## [Your goal]
Lay out the lines as a Markdown table with the columns Row and Line, giving each one's row number and text. Start at the first line, end at the line containing "pixel 148 135", include only those lines, and skip any blank ones.

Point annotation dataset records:
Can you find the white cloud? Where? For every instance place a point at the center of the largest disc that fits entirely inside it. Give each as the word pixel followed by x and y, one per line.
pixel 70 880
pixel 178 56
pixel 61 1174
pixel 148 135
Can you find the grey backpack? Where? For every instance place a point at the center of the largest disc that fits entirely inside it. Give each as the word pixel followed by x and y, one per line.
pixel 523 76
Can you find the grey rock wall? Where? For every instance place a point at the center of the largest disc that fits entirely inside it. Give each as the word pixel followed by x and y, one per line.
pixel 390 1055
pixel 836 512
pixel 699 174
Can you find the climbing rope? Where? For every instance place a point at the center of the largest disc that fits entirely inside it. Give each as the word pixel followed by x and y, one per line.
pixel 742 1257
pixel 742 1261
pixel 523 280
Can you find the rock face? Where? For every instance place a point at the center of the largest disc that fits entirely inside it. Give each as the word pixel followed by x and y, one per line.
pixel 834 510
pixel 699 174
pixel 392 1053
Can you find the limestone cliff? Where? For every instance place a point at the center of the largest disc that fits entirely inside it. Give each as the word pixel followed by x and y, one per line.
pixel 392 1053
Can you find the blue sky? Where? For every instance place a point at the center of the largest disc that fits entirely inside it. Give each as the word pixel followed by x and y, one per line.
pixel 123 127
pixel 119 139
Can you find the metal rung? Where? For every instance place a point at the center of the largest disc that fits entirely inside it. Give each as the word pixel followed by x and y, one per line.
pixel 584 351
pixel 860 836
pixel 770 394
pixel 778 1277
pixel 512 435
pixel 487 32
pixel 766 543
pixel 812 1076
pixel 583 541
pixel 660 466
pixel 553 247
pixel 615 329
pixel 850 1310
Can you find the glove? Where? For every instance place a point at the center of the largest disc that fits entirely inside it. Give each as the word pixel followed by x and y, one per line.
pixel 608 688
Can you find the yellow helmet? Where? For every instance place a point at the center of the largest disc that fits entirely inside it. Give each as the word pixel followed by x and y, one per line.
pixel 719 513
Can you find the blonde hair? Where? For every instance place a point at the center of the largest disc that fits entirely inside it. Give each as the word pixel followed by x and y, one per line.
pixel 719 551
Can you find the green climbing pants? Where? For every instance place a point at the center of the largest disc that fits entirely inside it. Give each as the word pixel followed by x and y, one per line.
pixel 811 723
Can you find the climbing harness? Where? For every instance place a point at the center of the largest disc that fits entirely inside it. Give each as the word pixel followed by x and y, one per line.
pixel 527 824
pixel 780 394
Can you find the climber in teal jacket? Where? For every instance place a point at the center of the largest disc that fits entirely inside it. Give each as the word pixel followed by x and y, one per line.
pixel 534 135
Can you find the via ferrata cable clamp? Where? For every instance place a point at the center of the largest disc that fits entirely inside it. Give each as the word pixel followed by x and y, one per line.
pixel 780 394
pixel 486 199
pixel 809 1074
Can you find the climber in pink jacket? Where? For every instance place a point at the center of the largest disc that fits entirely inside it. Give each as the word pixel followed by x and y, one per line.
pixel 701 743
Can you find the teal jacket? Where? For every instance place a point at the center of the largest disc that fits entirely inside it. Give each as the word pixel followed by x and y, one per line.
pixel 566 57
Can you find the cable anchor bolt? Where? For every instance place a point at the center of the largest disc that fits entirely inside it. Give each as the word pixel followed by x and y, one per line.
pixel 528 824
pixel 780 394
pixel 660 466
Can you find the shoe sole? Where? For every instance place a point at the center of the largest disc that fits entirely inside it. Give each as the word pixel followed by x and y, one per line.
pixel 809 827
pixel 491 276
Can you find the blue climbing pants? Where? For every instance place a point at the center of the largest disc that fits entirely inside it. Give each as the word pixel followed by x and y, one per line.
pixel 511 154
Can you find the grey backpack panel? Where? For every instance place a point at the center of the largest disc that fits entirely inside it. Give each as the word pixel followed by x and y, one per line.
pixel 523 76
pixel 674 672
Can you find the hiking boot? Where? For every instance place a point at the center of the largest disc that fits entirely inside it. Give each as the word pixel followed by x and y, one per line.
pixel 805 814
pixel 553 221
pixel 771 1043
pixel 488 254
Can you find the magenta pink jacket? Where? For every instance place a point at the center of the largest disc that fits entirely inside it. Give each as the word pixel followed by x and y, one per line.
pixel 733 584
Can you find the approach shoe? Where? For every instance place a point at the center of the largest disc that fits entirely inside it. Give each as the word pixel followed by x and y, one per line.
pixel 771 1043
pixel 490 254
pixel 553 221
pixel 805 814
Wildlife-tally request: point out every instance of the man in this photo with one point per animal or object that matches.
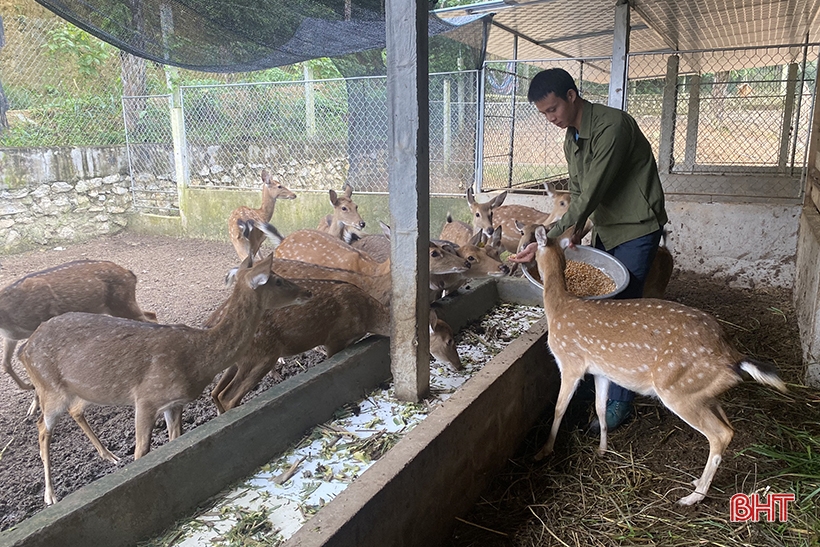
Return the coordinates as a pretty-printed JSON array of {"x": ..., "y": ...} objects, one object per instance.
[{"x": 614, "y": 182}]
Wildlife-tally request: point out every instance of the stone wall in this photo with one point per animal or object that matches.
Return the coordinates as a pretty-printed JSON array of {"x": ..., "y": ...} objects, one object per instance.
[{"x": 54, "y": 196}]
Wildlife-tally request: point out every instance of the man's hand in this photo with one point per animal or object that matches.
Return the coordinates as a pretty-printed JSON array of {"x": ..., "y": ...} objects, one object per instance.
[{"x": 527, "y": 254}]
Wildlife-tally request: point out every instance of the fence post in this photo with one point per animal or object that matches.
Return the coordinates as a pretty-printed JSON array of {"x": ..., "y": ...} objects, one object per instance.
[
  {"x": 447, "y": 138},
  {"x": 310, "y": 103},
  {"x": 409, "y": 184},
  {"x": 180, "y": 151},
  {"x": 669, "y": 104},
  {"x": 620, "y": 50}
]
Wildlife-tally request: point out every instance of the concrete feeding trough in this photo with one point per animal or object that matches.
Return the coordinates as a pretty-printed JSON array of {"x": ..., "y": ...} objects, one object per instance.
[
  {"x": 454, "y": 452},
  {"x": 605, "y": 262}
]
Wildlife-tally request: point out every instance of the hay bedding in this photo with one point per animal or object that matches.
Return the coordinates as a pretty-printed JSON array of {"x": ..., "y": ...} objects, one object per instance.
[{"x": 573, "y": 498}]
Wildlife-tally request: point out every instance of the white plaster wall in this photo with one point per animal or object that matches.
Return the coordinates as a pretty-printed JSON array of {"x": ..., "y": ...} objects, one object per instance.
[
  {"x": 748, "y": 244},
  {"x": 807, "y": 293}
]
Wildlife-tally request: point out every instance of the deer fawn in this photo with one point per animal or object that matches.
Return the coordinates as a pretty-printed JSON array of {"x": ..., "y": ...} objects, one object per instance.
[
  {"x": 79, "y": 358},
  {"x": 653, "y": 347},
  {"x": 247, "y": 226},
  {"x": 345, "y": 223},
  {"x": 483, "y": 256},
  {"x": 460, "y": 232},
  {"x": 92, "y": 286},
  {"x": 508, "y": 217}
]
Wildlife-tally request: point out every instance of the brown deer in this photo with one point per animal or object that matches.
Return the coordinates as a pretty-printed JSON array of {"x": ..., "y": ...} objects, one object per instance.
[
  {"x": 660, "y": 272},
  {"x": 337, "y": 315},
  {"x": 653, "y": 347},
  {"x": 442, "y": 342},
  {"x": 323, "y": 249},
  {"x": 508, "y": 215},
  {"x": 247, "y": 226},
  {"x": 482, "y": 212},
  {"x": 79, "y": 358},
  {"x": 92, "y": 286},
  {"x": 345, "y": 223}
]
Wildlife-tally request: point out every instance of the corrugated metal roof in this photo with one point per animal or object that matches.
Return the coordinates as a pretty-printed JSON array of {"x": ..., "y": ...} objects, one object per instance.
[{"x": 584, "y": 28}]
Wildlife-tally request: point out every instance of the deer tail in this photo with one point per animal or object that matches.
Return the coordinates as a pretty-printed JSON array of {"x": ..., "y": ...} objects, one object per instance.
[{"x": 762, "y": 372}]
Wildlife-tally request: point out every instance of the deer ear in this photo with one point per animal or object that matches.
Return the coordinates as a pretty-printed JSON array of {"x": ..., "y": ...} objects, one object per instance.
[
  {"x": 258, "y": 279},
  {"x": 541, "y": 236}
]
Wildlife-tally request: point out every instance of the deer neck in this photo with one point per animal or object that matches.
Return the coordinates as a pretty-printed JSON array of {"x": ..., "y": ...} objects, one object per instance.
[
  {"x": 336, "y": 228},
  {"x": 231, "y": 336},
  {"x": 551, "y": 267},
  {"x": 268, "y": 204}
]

## [The solution]
| Row | Line |
|---|---|
| 1 | Can you find the white cloud? Where? For every instance place a point at the center of the largest disc that fits entirely inside it. Give each as the word pixel followed by x and y, one per line. |
| 2 | pixel 70 880 |
| 3 | pixel 178 56 |
| 4 | pixel 61 1174 |
| 5 | pixel 148 135 |